:: GIVEN INSTRUCTION ::
Extract each line from the records below that contains the string "tree", copying the full line.

#### EXCERPTED DATA

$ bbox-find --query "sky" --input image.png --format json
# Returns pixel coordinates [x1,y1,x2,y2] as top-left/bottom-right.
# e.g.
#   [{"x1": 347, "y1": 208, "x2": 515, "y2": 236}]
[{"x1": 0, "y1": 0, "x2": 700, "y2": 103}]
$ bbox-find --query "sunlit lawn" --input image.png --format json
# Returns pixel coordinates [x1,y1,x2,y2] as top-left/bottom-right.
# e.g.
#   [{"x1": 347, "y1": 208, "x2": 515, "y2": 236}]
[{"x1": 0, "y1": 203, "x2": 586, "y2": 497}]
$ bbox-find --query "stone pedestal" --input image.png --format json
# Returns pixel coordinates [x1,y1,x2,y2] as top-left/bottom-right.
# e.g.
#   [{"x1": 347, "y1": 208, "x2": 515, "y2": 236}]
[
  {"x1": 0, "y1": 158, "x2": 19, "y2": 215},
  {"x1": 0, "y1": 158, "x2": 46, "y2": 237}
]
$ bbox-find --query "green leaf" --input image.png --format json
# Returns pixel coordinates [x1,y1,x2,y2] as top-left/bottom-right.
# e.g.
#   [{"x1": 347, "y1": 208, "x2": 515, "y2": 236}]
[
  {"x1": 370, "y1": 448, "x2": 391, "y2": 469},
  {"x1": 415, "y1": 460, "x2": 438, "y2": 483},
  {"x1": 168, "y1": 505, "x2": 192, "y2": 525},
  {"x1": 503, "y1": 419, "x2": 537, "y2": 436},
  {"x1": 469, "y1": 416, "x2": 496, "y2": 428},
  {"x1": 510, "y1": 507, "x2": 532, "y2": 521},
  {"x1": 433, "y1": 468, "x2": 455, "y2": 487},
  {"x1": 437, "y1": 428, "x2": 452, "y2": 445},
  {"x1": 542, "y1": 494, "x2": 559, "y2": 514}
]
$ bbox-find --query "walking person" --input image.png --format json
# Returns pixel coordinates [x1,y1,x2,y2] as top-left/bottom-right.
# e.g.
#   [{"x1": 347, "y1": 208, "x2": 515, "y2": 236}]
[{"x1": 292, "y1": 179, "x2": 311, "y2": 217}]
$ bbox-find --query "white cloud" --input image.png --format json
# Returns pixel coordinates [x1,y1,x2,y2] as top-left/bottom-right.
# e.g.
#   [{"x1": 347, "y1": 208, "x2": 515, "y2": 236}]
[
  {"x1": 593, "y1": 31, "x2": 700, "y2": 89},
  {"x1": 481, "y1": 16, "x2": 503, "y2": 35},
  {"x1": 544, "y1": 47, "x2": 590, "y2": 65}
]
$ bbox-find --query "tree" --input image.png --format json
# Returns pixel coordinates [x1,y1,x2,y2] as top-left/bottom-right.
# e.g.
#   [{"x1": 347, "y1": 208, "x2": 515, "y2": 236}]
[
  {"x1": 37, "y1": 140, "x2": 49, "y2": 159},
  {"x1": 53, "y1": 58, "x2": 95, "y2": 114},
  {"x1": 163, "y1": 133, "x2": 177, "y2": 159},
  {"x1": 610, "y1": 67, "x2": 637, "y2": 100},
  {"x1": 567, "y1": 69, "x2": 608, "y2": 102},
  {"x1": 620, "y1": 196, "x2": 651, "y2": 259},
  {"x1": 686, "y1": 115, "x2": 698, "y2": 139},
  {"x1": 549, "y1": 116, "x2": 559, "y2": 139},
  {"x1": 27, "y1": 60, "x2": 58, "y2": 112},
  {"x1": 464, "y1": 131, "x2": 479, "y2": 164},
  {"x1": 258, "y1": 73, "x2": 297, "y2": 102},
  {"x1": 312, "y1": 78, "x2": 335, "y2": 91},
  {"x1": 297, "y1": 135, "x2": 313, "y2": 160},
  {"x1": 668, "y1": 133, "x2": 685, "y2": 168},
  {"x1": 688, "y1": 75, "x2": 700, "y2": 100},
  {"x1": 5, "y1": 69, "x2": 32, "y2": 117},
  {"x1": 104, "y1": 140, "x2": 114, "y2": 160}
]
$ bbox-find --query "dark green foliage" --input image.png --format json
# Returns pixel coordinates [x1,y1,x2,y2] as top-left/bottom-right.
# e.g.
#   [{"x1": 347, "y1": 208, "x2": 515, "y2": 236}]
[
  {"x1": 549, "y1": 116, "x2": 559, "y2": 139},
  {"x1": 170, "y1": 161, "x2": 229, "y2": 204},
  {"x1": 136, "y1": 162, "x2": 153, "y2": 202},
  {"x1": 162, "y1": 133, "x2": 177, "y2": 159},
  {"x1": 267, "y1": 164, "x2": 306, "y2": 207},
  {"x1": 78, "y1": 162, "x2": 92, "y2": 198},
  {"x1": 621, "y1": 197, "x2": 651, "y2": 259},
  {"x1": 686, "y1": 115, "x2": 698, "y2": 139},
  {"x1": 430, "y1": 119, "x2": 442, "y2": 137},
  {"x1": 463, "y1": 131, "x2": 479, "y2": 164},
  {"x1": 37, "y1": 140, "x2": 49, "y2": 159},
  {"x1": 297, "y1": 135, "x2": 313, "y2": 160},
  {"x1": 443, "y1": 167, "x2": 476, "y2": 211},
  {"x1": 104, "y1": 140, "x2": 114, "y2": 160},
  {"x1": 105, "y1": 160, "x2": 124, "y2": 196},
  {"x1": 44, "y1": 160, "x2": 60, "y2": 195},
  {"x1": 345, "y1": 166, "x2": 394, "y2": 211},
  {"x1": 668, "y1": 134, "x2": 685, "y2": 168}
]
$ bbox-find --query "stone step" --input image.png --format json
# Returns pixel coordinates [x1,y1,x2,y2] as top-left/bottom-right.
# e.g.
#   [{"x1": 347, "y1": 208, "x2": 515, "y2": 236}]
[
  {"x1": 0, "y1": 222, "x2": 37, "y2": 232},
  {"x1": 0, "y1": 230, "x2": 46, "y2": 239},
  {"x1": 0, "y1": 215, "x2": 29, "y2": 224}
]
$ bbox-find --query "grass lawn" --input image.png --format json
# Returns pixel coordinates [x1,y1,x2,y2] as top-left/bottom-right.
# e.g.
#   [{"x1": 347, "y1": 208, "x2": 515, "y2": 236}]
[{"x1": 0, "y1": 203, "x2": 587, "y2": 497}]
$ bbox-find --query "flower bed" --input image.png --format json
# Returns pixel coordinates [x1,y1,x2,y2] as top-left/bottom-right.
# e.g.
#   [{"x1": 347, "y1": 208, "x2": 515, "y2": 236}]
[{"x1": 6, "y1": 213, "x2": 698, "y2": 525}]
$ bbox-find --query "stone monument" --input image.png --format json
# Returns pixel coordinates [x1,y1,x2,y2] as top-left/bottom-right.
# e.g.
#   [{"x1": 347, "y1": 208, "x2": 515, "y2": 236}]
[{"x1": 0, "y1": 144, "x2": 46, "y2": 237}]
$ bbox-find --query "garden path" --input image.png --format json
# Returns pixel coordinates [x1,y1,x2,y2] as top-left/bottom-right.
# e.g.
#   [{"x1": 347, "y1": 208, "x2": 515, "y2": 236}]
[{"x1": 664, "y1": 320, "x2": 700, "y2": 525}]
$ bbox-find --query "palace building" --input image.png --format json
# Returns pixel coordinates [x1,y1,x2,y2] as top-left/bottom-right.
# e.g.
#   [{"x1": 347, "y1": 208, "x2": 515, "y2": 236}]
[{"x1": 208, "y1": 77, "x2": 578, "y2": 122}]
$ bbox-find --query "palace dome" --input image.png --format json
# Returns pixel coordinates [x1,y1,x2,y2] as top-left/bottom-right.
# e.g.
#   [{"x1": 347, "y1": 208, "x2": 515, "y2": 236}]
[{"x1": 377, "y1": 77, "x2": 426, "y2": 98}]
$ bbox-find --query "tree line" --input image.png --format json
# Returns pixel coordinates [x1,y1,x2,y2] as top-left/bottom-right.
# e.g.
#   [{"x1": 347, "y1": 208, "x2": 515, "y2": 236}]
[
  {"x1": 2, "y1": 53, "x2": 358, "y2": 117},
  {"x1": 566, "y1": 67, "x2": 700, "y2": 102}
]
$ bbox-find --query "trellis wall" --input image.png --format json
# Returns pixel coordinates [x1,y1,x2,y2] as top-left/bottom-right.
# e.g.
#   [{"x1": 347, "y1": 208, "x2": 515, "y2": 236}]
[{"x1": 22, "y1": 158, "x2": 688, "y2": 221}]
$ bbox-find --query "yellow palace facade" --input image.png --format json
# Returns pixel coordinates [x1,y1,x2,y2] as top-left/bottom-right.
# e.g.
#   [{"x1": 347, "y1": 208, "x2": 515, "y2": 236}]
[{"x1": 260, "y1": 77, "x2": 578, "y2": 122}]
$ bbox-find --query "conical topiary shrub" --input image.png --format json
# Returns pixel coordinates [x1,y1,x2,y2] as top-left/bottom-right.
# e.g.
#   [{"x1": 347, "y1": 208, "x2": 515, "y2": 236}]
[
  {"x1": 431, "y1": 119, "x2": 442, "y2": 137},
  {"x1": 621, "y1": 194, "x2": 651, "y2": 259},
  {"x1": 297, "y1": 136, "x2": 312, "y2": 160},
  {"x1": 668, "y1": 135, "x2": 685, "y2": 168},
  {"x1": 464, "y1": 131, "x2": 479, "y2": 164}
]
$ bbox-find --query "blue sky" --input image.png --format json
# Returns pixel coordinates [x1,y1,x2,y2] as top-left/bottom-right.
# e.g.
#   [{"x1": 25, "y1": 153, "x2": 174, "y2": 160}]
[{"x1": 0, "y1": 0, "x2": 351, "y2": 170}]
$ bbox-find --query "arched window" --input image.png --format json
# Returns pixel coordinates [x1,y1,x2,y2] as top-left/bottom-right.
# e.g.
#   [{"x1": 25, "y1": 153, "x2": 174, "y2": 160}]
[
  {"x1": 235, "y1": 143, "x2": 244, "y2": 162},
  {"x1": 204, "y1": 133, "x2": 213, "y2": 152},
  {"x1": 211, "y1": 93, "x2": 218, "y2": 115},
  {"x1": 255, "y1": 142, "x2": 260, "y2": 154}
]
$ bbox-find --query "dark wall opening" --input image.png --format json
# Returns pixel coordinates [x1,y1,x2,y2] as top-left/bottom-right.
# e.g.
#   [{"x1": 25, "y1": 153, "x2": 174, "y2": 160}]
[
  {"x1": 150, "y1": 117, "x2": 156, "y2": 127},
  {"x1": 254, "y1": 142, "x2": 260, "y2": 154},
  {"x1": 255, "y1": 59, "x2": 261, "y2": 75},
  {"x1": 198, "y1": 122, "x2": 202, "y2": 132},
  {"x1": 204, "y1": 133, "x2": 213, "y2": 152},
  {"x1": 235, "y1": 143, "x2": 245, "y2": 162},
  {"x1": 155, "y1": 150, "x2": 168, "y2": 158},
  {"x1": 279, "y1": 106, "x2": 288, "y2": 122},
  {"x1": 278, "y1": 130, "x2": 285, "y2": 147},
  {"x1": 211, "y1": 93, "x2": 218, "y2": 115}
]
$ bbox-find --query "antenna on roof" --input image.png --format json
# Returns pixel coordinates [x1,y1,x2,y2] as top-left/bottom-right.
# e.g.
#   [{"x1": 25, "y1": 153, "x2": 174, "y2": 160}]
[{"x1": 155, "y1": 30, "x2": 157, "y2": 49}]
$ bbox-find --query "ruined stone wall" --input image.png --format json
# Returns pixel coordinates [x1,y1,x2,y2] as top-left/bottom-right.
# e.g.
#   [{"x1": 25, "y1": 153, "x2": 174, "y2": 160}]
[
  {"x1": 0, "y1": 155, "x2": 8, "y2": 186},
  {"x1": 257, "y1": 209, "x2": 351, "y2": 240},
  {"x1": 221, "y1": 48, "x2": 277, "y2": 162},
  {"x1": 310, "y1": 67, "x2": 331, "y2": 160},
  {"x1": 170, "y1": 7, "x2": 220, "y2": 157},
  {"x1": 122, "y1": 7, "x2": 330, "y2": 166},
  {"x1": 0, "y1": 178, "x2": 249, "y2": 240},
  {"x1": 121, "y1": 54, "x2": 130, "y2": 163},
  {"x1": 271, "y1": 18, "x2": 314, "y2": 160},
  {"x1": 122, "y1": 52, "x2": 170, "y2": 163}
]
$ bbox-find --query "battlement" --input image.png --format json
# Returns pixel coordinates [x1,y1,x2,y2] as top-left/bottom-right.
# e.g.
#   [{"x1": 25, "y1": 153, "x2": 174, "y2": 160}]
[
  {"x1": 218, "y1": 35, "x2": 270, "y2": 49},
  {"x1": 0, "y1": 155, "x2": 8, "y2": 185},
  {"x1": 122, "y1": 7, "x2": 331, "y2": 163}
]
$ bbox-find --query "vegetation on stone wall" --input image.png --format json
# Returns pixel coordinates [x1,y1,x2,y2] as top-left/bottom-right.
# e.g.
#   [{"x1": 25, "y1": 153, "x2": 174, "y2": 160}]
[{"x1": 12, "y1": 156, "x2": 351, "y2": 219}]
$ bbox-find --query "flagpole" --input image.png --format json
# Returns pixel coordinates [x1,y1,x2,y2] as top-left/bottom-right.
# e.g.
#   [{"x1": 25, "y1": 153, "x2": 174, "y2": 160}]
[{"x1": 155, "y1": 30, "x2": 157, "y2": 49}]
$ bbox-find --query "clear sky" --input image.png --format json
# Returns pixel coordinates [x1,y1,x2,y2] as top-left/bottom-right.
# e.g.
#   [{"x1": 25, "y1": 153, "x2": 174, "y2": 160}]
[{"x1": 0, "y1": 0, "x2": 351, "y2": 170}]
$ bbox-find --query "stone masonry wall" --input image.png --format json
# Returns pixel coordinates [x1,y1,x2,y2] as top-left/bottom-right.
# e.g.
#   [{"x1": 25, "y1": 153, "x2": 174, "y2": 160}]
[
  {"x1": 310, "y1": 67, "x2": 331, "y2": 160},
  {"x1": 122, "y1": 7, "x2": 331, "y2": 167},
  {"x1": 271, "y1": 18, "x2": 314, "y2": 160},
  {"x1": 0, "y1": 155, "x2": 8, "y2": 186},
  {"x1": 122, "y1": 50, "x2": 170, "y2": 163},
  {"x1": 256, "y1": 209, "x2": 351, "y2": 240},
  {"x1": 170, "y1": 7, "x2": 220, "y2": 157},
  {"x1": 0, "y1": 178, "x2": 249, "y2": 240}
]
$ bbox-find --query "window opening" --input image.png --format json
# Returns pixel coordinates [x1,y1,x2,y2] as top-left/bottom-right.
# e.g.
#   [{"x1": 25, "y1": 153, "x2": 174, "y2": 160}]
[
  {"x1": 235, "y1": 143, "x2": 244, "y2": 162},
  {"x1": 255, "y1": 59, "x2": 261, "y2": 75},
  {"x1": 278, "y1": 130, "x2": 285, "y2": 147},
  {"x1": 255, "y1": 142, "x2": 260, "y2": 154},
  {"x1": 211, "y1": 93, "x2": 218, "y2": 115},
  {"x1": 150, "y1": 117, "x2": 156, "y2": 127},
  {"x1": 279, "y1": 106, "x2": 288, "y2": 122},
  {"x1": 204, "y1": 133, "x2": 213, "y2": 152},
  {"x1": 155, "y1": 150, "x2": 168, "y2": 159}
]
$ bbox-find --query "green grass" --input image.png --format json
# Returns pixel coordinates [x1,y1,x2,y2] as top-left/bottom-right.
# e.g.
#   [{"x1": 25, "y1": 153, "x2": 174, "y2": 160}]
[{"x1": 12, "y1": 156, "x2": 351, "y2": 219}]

########

:: WRITTEN REPLY ::
$ bbox-find --query "tree" --input image.png --format json
$ bbox-find --query "tree line" --input image.png --format json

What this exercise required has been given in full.